# Kaynak metin:
Hakan Albayrak
İYİ Parti Genel Başkanı Meral Akşener, Barış Pınarı Harekâtı’na ilişkin olarak “Daha önce devleti hendeklerden çıkarıp alan Türk ordusu şimdi de devleti yanlış dış politikalardan alıp çıkarmaya çalışıyor” dedi. Çok ilginç.
Türk ordusu, devletten bağımsız bir irade mi sergiliyor? Kendi kafasına göre re’sen mi müdahale ediyor gidişata? Devlete rağmen mi çıkardı devleti hendeklerden? Barış Pınarı Harekâtı’nı da devletten bağımsız bir iradeyle mi gerçekleştiriyor? Devletin politikası dahilinde, cumhurbaşkanının komutası altında, hükümetin talimatı doğrultusunda hareket etmiyor mu Türk ordusu? Akşener’in mezkûr cümlesi Türk Silahlı Kuvvetleri’nin hükümet üstü ve dahî devlet üstü bir konumda olduğu eski zamanlarda tabii karşılanabilirdi, ama günümüzde fena halde anakronik kaçıyor.

Bir veri setinden alıntı
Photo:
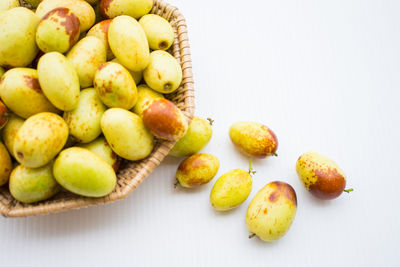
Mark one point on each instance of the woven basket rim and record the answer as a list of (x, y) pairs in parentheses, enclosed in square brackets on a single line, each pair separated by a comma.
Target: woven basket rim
[(135, 172)]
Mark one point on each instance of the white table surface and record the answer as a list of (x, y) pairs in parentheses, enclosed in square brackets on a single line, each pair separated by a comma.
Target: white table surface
[(324, 75)]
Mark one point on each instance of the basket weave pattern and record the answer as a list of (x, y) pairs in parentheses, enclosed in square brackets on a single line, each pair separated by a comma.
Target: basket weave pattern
[(131, 174)]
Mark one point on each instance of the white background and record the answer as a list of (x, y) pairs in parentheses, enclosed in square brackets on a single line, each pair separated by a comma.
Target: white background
[(324, 75)]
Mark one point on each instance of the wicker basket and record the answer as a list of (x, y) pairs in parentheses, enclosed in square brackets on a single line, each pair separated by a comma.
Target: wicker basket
[(131, 174)]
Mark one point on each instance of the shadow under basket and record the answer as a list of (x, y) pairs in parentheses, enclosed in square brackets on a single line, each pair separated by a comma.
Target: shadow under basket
[(131, 174)]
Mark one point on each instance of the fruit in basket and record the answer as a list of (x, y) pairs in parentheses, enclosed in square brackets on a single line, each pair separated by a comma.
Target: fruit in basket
[(58, 31), (165, 120), (271, 212), (128, 42), (30, 185), (163, 74), (320, 175), (21, 92), (80, 8), (198, 135), (17, 37), (4, 115), (102, 149), (59, 81), (145, 97), (10, 131), (254, 139), (8, 4), (134, 8), (159, 32), (84, 121), (86, 56), (231, 190), (5, 165), (197, 170), (115, 86), (126, 134), (136, 75), (84, 173), (100, 30), (39, 139)]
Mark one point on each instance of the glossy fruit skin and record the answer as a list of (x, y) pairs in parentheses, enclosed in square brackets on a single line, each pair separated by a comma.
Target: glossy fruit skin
[(21, 92), (81, 9), (165, 120), (5, 165), (197, 170), (17, 37), (100, 30), (164, 73), (58, 31), (29, 185), (136, 75), (271, 212), (120, 127), (134, 8), (102, 149), (115, 86), (84, 121), (231, 190), (10, 131), (86, 56), (159, 32), (253, 139), (198, 135), (320, 175), (40, 139), (84, 173), (59, 81), (128, 43), (145, 97)]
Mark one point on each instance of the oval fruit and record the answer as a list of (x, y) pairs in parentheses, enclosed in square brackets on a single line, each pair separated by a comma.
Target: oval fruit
[(197, 170), (272, 210), (58, 31), (22, 94), (5, 165), (231, 190), (163, 74), (145, 97), (254, 139), (100, 30), (59, 81), (126, 134), (159, 32), (165, 120), (136, 75), (134, 8), (17, 37), (102, 149), (198, 135), (40, 139), (320, 175), (10, 131), (86, 56), (84, 120), (128, 42), (30, 185), (84, 173), (81, 9), (115, 86)]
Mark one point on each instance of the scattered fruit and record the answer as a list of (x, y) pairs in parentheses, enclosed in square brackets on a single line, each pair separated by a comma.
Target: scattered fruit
[(320, 175), (272, 210), (254, 139), (197, 170), (197, 136)]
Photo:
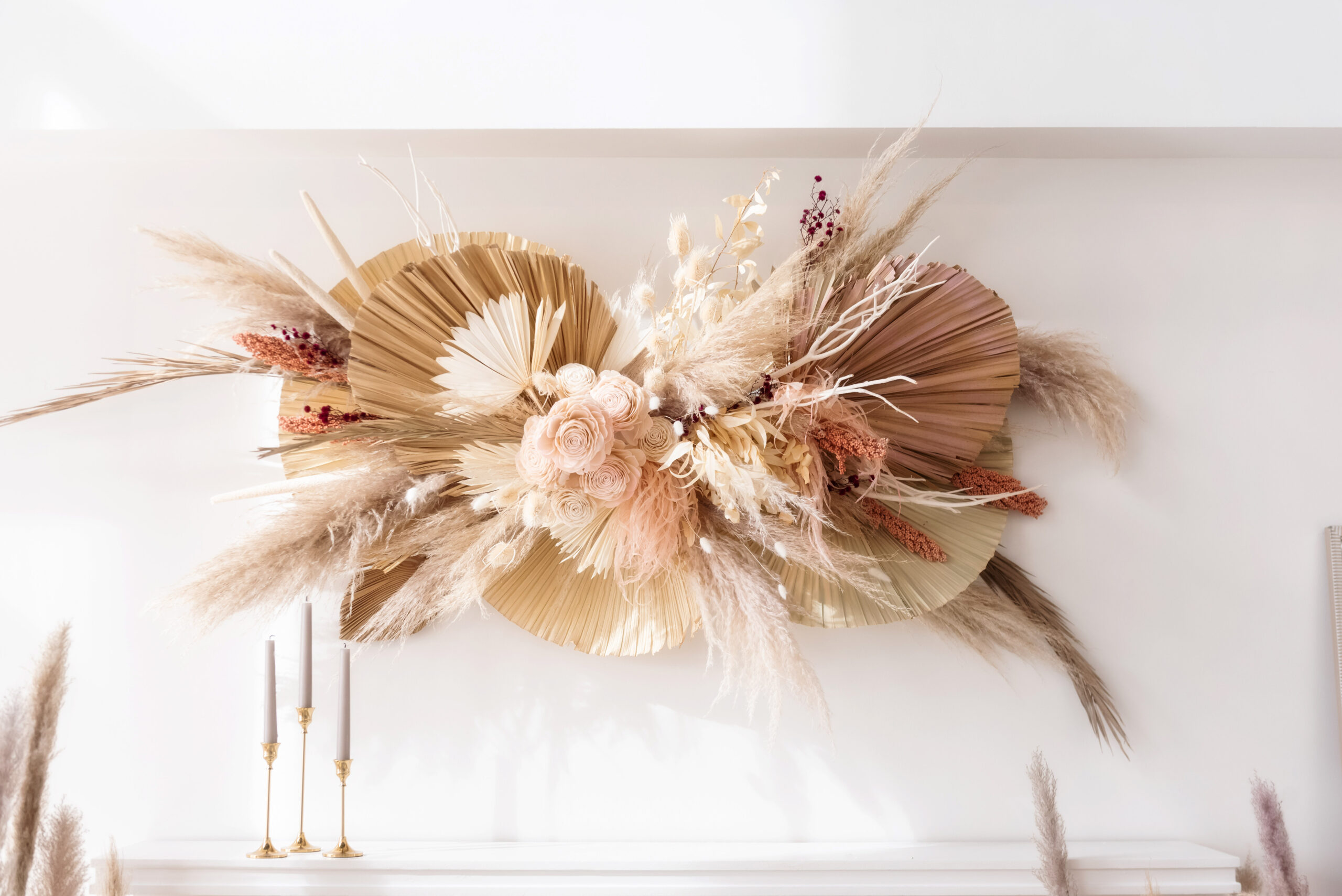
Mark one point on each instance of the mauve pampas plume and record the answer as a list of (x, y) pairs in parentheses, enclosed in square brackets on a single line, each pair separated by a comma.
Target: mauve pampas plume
[(62, 868), (1066, 377), (14, 741), (1050, 834), (45, 700), (1279, 872)]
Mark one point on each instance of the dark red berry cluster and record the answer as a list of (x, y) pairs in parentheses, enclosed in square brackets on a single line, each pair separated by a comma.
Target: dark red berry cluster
[(845, 486), (822, 219), (309, 348), (328, 416)]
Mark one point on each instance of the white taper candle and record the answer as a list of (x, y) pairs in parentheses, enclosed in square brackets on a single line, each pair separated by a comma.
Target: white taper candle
[(270, 729), (343, 706), (305, 654)]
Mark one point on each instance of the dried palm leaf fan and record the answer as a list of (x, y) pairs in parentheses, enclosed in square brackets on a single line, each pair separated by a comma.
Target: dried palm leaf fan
[(465, 417)]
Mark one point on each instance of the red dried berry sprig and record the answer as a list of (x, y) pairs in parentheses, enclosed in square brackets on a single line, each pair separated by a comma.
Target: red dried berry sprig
[(976, 481)]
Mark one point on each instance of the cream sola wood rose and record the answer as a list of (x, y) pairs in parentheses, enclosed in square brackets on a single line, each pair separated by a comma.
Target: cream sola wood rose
[(722, 450)]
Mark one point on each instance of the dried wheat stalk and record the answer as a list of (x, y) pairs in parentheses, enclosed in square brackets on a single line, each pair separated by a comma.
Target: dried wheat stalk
[(1067, 379), (1015, 585), (1050, 832), (157, 369), (49, 693), (62, 868)]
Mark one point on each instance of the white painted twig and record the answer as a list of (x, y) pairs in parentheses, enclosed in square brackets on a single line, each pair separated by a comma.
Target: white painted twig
[(285, 487), (319, 296), (343, 258)]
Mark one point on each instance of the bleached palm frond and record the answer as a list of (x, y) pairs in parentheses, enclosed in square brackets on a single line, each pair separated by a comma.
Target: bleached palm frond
[(492, 360)]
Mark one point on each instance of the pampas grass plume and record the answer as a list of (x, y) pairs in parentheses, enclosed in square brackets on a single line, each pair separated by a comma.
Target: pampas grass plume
[(1050, 834), (1279, 870), (62, 870), (679, 241), (49, 693)]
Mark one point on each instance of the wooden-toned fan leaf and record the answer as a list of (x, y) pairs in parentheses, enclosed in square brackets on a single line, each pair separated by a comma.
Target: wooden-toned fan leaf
[(959, 342), (401, 330), (376, 588), (547, 597), (917, 587)]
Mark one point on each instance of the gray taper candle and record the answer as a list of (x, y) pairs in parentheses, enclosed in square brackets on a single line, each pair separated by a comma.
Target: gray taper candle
[(270, 729), (305, 654), (343, 706)]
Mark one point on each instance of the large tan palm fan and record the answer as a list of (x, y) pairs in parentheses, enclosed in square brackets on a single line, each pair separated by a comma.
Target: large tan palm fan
[(416, 298)]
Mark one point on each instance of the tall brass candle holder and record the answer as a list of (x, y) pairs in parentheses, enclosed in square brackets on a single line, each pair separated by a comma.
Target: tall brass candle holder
[(301, 846), (343, 848), (267, 849)]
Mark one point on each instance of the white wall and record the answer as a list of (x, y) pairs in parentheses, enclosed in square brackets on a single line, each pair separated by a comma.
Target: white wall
[(1196, 576), (691, 63)]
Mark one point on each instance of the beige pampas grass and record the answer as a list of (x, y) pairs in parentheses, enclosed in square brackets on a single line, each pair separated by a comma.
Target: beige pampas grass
[(62, 867), (1014, 584), (45, 702), (116, 882), (1066, 377), (258, 292), (1050, 832), (14, 741), (745, 620)]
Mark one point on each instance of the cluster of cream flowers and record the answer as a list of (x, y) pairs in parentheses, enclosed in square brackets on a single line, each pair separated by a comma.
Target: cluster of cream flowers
[(591, 448)]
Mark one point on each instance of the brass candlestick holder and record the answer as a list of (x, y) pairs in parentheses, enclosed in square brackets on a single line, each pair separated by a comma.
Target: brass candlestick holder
[(267, 849), (301, 846), (343, 848)]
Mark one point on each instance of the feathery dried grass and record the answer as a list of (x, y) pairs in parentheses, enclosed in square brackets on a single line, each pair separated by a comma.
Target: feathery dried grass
[(745, 619), (315, 542), (1249, 878), (1067, 377), (1014, 584), (1279, 871), (1050, 832), (14, 741), (259, 293), (157, 369), (457, 570), (45, 702), (116, 880), (62, 868)]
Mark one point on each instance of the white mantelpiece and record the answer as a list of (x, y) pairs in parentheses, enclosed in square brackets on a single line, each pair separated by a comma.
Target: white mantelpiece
[(221, 868)]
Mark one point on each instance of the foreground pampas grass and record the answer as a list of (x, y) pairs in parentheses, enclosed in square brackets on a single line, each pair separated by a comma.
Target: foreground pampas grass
[(1281, 876), (1050, 832), (1067, 379), (14, 742), (45, 702), (62, 867)]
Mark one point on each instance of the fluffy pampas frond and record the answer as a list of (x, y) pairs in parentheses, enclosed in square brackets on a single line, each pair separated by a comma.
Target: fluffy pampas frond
[(14, 741), (45, 702), (62, 868), (1279, 872), (259, 293), (1067, 377), (1050, 832), (316, 541), (1014, 584), (745, 620)]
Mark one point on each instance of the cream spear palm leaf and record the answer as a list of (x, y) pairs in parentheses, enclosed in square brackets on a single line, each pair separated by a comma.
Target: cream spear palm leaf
[(492, 360)]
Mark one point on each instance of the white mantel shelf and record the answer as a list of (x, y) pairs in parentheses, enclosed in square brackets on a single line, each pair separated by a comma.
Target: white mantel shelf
[(221, 868)]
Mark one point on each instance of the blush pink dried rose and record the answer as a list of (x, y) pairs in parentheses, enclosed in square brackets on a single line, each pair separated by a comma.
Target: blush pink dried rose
[(533, 466), (578, 435), (626, 402), (615, 481)]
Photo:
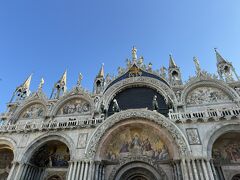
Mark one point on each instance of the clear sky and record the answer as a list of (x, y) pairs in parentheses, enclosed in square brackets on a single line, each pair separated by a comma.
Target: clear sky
[(44, 37)]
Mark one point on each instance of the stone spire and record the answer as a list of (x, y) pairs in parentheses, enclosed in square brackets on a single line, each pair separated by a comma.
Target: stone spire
[(23, 90), (40, 84), (60, 86), (172, 63), (174, 73), (220, 59), (101, 71), (134, 54), (197, 66), (79, 82), (225, 68)]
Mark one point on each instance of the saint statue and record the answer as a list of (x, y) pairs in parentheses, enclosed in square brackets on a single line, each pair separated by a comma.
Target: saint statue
[(197, 65), (115, 107), (155, 103), (134, 54)]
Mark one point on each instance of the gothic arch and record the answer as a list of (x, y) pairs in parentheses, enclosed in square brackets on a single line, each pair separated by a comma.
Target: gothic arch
[(158, 85), (76, 93), (10, 144), (38, 142), (198, 82), (215, 133), (27, 104), (122, 168), (158, 119)]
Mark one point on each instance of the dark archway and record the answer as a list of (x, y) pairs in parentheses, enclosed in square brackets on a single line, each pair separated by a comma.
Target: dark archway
[(6, 158), (236, 177), (53, 154), (138, 98), (226, 153), (138, 174)]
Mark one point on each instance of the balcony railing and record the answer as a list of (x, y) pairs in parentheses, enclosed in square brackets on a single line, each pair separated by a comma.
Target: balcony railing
[(207, 114), (53, 125)]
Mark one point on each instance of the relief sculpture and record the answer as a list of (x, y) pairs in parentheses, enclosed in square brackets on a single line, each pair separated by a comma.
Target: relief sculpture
[(33, 111), (206, 95), (134, 141), (75, 106)]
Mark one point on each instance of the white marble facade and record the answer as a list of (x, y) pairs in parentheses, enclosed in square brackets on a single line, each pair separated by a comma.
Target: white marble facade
[(72, 136)]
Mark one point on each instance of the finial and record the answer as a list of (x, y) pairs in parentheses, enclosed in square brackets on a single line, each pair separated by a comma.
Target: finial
[(80, 77), (40, 84), (197, 66), (172, 63), (101, 72), (134, 53), (220, 59)]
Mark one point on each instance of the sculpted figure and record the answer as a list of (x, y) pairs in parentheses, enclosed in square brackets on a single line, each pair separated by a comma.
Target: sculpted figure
[(115, 106), (155, 103)]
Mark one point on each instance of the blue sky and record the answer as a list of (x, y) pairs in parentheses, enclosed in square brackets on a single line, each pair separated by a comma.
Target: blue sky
[(46, 37)]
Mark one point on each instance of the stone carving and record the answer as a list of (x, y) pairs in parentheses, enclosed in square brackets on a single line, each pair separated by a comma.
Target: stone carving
[(193, 136), (144, 114), (24, 140), (82, 140), (155, 103), (115, 106), (128, 160), (33, 111), (206, 95), (136, 141), (161, 87), (75, 106), (226, 149)]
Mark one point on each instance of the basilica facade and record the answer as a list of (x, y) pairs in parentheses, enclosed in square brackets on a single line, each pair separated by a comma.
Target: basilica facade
[(142, 124)]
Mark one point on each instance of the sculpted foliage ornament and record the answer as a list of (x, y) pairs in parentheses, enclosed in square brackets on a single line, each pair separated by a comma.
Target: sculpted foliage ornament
[(34, 111), (157, 118), (206, 95), (128, 160)]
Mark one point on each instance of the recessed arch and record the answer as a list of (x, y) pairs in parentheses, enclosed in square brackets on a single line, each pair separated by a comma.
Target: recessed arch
[(40, 141), (158, 85), (70, 98), (150, 116), (215, 133), (192, 85)]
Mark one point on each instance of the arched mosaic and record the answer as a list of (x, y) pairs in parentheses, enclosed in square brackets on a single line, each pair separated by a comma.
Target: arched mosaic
[(141, 141), (206, 95), (33, 111), (51, 154), (226, 149), (75, 106), (6, 158)]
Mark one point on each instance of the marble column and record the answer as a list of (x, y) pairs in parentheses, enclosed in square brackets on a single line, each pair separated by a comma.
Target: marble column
[(70, 169), (200, 169), (214, 171), (74, 170), (205, 169), (78, 169), (86, 171), (184, 169), (189, 169), (196, 177), (179, 172), (210, 171), (82, 168), (13, 168)]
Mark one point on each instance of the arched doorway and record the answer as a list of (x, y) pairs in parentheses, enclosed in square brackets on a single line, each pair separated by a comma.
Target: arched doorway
[(138, 174), (48, 160), (137, 148), (226, 155), (6, 158), (138, 170), (236, 177)]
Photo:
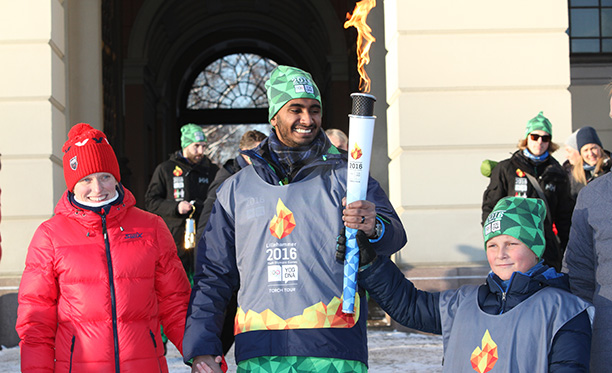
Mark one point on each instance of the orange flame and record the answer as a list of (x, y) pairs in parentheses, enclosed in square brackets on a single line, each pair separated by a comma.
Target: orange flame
[(358, 20)]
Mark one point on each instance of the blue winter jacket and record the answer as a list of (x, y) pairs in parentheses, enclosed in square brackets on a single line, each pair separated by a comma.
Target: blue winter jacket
[(420, 310), (218, 276)]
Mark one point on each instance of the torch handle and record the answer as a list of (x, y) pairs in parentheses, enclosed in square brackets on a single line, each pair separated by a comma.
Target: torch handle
[(361, 132)]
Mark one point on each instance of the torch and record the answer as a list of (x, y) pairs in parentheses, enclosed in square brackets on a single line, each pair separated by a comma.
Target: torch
[(361, 132)]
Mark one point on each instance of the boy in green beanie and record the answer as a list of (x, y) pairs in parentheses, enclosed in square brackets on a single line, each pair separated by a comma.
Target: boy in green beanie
[(523, 319), (533, 172)]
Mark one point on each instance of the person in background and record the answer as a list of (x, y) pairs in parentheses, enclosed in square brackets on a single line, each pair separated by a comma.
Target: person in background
[(100, 276), (338, 138), (178, 189), (573, 158), (250, 139), (533, 172), (594, 161), (523, 319), (270, 235), (588, 262)]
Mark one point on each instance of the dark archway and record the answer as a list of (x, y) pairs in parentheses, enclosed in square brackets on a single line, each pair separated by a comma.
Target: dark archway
[(167, 43)]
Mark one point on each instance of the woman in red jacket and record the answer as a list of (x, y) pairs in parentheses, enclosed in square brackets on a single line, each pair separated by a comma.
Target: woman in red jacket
[(100, 276)]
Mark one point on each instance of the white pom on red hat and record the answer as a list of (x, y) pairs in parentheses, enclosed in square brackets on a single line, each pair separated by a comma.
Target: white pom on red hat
[(86, 152)]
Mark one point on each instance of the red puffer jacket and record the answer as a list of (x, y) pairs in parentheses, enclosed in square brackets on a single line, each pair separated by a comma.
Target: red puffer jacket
[(95, 289)]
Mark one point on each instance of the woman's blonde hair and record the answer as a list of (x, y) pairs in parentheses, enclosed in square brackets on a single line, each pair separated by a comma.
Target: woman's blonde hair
[(578, 169)]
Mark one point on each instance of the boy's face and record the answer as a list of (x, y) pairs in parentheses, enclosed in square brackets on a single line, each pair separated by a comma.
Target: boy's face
[(507, 255)]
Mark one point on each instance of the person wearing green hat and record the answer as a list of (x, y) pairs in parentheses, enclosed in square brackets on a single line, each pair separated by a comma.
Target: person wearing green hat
[(532, 172), (269, 235), (522, 319), (178, 188)]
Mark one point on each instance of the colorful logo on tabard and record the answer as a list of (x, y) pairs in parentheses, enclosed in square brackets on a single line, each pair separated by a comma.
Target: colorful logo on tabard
[(483, 360), (356, 153), (283, 222)]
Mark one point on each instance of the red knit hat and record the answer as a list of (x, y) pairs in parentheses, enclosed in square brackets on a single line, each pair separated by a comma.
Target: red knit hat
[(86, 152)]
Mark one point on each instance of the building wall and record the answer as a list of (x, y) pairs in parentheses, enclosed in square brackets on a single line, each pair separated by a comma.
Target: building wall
[(33, 113), (591, 99), (463, 79)]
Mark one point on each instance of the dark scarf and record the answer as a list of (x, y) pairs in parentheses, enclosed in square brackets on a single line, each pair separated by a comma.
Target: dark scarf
[(291, 160)]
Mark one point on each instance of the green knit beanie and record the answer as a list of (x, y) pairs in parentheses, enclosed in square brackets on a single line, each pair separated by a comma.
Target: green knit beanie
[(539, 122), (521, 218), (287, 83), (191, 133)]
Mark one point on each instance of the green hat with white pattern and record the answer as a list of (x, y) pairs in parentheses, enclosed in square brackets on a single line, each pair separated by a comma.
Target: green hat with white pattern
[(287, 83), (539, 122), (521, 218)]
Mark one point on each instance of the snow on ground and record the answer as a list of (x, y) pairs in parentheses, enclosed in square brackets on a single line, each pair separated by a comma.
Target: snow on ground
[(390, 351)]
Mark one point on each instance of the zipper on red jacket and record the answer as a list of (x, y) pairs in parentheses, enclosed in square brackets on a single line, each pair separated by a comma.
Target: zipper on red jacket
[(155, 350), (111, 283), (71, 353)]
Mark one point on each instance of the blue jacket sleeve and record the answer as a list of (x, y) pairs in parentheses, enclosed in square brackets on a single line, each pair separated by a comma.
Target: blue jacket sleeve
[(571, 348), (396, 295), (215, 281), (579, 261), (393, 237)]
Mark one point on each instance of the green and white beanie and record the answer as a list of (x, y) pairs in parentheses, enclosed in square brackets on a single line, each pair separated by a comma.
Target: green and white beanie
[(191, 133), (287, 83), (521, 218), (539, 122)]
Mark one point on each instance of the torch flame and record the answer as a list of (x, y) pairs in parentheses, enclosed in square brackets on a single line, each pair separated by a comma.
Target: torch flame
[(358, 20)]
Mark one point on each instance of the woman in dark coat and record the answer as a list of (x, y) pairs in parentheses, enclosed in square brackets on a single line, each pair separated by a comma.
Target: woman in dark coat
[(531, 168)]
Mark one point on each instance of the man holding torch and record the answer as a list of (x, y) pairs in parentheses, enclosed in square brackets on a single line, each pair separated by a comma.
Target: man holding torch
[(269, 236)]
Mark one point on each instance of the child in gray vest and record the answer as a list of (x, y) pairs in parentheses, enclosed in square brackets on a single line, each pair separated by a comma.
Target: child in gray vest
[(523, 319)]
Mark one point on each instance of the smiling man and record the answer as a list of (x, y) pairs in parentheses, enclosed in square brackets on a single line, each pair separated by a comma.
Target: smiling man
[(269, 235)]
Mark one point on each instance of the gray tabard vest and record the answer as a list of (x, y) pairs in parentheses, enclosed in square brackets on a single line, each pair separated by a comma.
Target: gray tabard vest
[(285, 251), (516, 341)]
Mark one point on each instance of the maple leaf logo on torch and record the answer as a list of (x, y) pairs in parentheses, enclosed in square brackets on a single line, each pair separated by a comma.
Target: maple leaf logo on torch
[(364, 32), (356, 153)]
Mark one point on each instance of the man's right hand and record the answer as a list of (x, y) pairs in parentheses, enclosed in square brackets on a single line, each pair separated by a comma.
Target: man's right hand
[(206, 364), (184, 207), (366, 251)]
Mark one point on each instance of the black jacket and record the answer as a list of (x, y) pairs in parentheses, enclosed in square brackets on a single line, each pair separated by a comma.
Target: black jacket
[(553, 181), (165, 192), (420, 310), (229, 168)]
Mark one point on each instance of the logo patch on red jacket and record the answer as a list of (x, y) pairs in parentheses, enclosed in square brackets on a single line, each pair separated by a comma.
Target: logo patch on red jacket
[(132, 236)]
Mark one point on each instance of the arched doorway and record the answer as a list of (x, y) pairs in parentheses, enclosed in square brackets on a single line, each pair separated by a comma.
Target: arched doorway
[(228, 98), (170, 42)]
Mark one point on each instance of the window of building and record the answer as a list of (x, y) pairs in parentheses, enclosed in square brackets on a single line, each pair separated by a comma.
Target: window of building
[(590, 26), (228, 98)]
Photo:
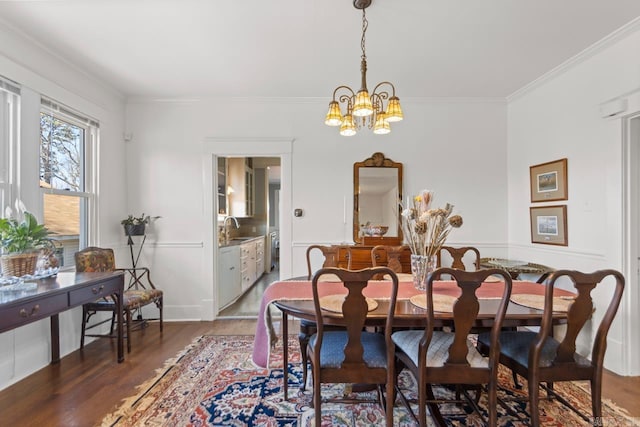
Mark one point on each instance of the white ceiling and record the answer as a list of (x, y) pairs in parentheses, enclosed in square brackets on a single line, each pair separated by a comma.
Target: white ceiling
[(305, 48)]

# Alıştırma yönergesi:
Akşener'in ordu hakkındaki sözlerini ele alan yazıdan “Hakan Albayrak” ile başlayıp “dedi. Çok ilginç.” ile biten kısmı hiçbir değişiklik yapmadan çıkarın.

# Tamamlanan görev:
Hakan Albayrak
İYİ Parti Genel Başkanı Meral Akşener, Barış Pınarı Harekâtı’na ilişkin olarak “Daha önce devleti hendeklerden çıkarıp alan Türk ordusu şimdi de devleti yanlış dış politikalardan alıp çıkarmaya çalışıyor” dedi. Çok ilginç.